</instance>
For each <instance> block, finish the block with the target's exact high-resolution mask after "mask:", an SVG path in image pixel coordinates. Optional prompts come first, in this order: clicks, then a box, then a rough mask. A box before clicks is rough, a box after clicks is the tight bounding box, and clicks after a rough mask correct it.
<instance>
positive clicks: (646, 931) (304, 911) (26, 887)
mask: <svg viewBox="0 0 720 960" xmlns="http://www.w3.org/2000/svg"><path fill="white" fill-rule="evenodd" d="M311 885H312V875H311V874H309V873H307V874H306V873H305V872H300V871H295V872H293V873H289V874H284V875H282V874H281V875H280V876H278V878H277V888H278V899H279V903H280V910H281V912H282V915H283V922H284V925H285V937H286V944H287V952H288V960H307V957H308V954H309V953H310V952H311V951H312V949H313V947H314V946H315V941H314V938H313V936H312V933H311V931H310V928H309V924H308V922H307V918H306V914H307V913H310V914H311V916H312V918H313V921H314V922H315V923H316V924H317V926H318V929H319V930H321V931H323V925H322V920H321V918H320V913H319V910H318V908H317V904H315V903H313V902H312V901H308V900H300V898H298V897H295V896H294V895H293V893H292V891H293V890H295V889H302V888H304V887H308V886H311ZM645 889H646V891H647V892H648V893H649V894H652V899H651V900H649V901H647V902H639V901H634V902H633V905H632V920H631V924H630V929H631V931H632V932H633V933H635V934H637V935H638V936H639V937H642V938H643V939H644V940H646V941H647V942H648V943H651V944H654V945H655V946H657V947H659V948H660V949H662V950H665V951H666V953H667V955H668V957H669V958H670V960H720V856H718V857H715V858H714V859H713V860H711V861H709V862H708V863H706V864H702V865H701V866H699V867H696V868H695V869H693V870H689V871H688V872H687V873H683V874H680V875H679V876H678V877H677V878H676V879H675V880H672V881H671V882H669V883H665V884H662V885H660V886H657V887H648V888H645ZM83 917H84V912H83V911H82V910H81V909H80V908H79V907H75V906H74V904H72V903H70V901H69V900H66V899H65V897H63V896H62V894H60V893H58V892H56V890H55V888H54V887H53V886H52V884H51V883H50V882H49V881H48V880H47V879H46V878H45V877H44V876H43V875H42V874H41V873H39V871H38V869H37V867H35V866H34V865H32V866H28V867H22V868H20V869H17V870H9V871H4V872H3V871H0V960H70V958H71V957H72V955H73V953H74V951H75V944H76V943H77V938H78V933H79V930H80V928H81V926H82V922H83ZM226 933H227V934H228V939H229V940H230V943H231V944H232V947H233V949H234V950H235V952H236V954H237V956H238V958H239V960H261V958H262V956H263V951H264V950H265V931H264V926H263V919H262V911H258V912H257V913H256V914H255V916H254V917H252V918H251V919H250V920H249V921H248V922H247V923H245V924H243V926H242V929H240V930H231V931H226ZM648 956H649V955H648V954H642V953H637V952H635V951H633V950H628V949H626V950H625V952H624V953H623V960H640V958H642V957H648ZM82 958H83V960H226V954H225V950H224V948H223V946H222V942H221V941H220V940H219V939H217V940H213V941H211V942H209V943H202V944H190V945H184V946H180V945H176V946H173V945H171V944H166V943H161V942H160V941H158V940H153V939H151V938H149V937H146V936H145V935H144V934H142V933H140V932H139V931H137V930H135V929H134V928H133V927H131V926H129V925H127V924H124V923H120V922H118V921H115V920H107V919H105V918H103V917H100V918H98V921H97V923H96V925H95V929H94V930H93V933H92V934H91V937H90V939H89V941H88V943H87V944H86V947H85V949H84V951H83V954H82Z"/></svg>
★ ★ ★
Task prompt> For the string "instance", count the lines of the entries above that include it; answer with the number only.

Solution below> 3